**Source material:**
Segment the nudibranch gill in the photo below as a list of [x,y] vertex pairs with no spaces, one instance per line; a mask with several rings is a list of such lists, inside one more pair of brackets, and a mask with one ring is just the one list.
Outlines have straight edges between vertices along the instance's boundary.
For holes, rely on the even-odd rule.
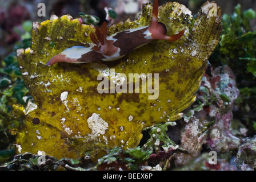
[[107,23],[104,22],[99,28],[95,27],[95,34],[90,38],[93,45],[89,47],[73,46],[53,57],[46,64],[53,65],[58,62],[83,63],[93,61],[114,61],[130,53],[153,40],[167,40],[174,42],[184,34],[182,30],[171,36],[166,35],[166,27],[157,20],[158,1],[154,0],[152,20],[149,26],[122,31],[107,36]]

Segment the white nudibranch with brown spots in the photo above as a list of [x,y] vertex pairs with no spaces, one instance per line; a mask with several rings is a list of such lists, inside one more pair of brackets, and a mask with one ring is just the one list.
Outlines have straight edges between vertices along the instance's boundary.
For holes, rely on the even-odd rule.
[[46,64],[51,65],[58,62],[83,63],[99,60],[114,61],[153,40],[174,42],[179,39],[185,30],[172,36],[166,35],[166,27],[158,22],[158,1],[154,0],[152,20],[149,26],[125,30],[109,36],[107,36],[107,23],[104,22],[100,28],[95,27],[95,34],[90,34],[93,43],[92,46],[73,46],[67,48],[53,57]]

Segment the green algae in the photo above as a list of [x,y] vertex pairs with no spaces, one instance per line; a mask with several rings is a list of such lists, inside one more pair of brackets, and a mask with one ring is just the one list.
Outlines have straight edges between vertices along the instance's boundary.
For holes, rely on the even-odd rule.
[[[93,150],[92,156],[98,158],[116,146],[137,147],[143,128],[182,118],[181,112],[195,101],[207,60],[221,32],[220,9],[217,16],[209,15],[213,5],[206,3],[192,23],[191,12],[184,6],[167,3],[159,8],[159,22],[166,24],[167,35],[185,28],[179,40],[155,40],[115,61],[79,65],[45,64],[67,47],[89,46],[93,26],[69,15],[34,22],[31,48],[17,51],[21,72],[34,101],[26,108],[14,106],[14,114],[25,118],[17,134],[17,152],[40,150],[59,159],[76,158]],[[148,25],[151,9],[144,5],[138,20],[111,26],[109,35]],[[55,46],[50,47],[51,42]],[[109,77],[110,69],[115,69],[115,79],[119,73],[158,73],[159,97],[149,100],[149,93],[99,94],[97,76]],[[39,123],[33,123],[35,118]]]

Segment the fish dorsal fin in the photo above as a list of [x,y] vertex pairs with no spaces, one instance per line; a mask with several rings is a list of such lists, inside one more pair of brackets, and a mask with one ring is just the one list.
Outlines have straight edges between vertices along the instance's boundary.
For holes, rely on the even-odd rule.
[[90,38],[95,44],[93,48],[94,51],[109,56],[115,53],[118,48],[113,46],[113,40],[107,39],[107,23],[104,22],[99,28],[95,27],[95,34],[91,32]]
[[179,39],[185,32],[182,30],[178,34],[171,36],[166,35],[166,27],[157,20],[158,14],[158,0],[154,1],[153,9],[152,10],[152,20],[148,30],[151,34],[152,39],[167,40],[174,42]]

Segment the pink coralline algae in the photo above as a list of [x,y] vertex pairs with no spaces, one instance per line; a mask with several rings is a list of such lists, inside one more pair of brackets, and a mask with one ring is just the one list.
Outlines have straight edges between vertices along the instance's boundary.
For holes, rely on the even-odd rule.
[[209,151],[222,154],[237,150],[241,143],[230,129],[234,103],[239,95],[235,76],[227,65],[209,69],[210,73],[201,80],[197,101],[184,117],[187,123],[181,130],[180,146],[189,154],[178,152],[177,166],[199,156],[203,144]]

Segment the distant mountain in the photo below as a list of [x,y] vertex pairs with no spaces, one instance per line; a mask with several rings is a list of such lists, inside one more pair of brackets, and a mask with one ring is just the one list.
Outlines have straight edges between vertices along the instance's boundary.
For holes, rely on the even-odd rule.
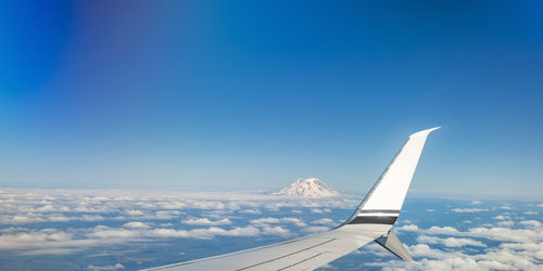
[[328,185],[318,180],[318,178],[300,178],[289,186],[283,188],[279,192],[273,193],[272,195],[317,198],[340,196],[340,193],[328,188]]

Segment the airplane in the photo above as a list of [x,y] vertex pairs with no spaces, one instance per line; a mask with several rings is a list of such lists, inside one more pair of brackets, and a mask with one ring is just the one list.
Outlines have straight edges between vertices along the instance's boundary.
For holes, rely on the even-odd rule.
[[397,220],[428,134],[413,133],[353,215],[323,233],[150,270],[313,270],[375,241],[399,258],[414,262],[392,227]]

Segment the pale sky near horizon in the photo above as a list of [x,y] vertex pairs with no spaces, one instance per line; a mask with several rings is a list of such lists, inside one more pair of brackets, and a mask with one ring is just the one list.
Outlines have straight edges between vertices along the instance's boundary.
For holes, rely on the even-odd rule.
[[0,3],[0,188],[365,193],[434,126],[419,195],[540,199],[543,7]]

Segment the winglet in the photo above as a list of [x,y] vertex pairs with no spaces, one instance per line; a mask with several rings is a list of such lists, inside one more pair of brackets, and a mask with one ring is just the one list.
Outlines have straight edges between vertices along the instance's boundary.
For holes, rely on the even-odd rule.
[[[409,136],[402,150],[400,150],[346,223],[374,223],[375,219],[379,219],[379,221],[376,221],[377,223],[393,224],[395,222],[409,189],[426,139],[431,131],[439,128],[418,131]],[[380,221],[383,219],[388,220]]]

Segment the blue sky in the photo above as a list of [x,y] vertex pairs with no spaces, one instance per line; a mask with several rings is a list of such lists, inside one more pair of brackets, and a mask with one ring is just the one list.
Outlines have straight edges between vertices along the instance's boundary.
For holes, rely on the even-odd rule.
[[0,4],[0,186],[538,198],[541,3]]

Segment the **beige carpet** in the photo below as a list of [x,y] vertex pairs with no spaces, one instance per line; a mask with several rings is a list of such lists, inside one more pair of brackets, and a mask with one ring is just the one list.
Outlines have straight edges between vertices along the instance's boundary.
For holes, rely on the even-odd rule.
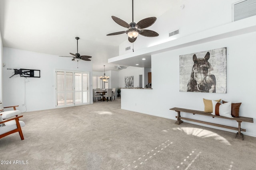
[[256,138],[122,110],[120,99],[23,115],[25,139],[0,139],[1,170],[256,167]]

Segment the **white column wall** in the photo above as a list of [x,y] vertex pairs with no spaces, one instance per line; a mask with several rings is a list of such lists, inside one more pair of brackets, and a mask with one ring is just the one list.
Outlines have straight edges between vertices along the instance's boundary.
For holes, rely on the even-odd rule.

**Problem to work on:** Print each record exactly as it stands, leaving the images out.

**Finished task:**
Segment the nudibranch gill in the photo below as a list of [x,y] vertex pairs with no spaces, one instance per line; a mask with several rings is a list of such lists, inside one more pair of brackets, and a mask with one ring is just the one list.
Outlines have straight edges between vertices along the instance's boundary.
For holes, rely on the even-odd rule.
[[107,23],[104,22],[99,28],[95,27],[95,34],[90,38],[93,45],[89,47],[73,46],[53,57],[46,64],[53,65],[58,62],[83,63],[93,61],[114,61],[130,53],[153,40],[167,40],[174,42],[184,34],[182,30],[171,36],[166,35],[166,27],[157,20],[158,1],[154,0],[152,20],[149,26],[122,31],[107,36]]

Segment the white nudibranch with brown spots in the photo above as a list of [x,y] vertex pairs with no spaces, one instance per line; a mask with several rings is a list of such lists, inside one more pair of brackets, and a mask with one ring is just the one list.
Outlines have straight edges between vertices along the instance's boundary.
For holes, rely on the even-odd rule.
[[46,64],[51,65],[58,62],[83,63],[99,60],[114,61],[153,40],[174,42],[179,39],[185,30],[172,36],[166,35],[166,27],[158,22],[158,1],[154,0],[152,20],[149,26],[125,30],[109,36],[107,36],[107,23],[104,22],[100,28],[95,27],[95,34],[90,34],[93,43],[92,46],[73,46],[67,48],[53,57]]

Segment the green algae in the photo above as a list of [x,y] vertex pairs with no spaces, one instance per line; a mask with several rings is a list of such lists, inside one more pair of brackets, and a mask with one ring is just the one list.
Outlines have straight edges between vertices along the instance's boundary.
For holes, rely on the even-odd rule.
[[[93,150],[92,156],[98,158],[116,146],[137,147],[143,128],[182,118],[181,112],[195,101],[207,60],[221,32],[220,9],[217,16],[209,15],[213,5],[206,3],[192,23],[191,12],[184,6],[167,3],[159,8],[159,22],[166,24],[167,35],[185,28],[179,40],[155,40],[115,61],[79,65],[45,64],[67,47],[89,46],[93,26],[69,15],[34,22],[31,48],[17,51],[21,72],[34,101],[26,108],[14,106],[14,114],[25,118],[17,134],[17,152],[40,150],[59,159],[76,158]],[[148,25],[151,9],[144,5],[138,20],[111,26],[109,35]],[[55,46],[50,47],[51,42]],[[109,77],[110,69],[115,69],[115,79],[119,73],[158,73],[159,97],[149,100],[149,93],[99,94],[97,76]],[[39,123],[33,123],[35,118]]]

Segment the fish dorsal fin in the photo above as a list of [x,y] vertex pairs with no spaces, one instance per line; a mask with several rings is a list of such lists, inside one more pair of brackets, and a mask with one ring is just the one list.
Outlines have straight edges between vertices along the instance's boundary.
For holes, rely on the even-odd rule.
[[90,38],[95,44],[93,48],[94,51],[109,56],[115,53],[118,48],[113,46],[113,40],[107,39],[107,23],[104,22],[99,28],[95,27],[95,34],[91,32]]
[[179,39],[185,32],[182,30],[178,34],[171,36],[166,35],[166,27],[157,20],[158,14],[158,0],[154,1],[153,9],[152,10],[152,20],[148,30],[151,34],[152,39],[167,40],[174,42]]

Segment the pink coralline algae in the photo above as a list of [x,y] vertex pairs with no spaces, one instance per line; a mask with several rings is a list of such lists, inside one more pair of brackets, and a mask with one ring is just the one list.
Outlines have straight edges between vertices along the instance's boundary.
For holes, rely on the even-odd rule.
[[209,151],[222,154],[237,150],[241,143],[230,129],[234,103],[239,95],[235,76],[227,65],[209,69],[210,73],[201,80],[197,101],[184,117],[187,123],[181,130],[180,146],[189,154],[178,152],[177,166],[199,156],[203,144]]

Segment the distant mountain in the photo below as a list of [x,y] vertex pairs with no spaces, one instance per line; a mask with several rings is a list of such lists, inside one more pair of brackets, and a mask with one ring is just the one list.
Outlines have straight edges between vertices along the instance's boundary.
For holes, rely on the even-odd rule.
[[328,185],[318,180],[318,178],[300,178],[289,186],[283,188],[279,192],[273,193],[272,195],[317,198],[340,196],[340,193],[328,188]]

Segment the airplane in the photo above as a list of [x,y] vertex pairs with no spaces, one instance per line; a mask with several rings is a list of such lists, inside one more pair of brackets, and a mask with one ring is just the one list.
Outlines have straight edges between vertices along the instance's boundary.
For holes, rely on the even-odd rule.
[[397,220],[428,134],[413,133],[353,215],[323,233],[150,270],[313,270],[375,241],[399,258],[414,262],[392,227]]

Segment the pale sky near horizon in the photo above as a list of [x,y] vertex pairs with no spaces, one instance per line; a mask with several rings is a list of such lists, inside one more pair of brackets, and a mask with one ring is just the one list.
Outlines have straight edges between vertices along the instance's boundary.
For holes, rely on the even-odd rule.
[[0,3],[0,188],[365,193],[434,126],[419,195],[540,199],[543,7]]

Segment the winglet in the photo above as a list of [x,y] vertex pairs with no spaces, one instance per line; a mask with several rings is a list of such lists, inside one more pair of brackets, and a mask with one ring is just the one list.
Outlines have straight edges between vertices along the instance's boundary.
For holes, rely on the even-odd rule.
[[[409,136],[402,150],[400,150],[346,223],[374,223],[375,219],[379,219],[379,221],[376,221],[377,223],[393,224],[395,222],[409,189],[426,139],[431,131],[439,128],[418,131]],[[380,221],[383,219],[388,220]]]

Segment the blue sky in the photo above as a list of [x,y] vertex pairs with no spaces, one instance per line; a mask with several rings is a list of such lists, inside one more pair of brackets, and a mask with one ring is just the one list.
Outlines have straight edges between vertices along the instance's boundary.
For holes, rely on the even-odd rule.
[[0,4],[0,186],[538,198],[541,3]]

Segment the **beige carpet** in the photo below as a list of [x,y] vertex pairs with no spaces, one instance per line; a mask with several rings is a list of such lists, inside one more pair of brackets, and a mask with one ring is just the one list.
Outlines have straight edges between vertices along the instance's boundary.
For holes, rely on the even-odd rule.
[[256,138],[122,110],[120,99],[23,115],[25,139],[0,139],[1,170],[256,167]]

Segment the **white column wall** in the photo above as a list of [x,y] vertex pairs with no spaces, one instance per line; a mask with several rings is a list of such lists, inside one more pair of brackets, and a mask with one ring is just the one list.
Outlines have straight edges between vertices along the instance's boundary.
For holes, rely on the even-odd rule.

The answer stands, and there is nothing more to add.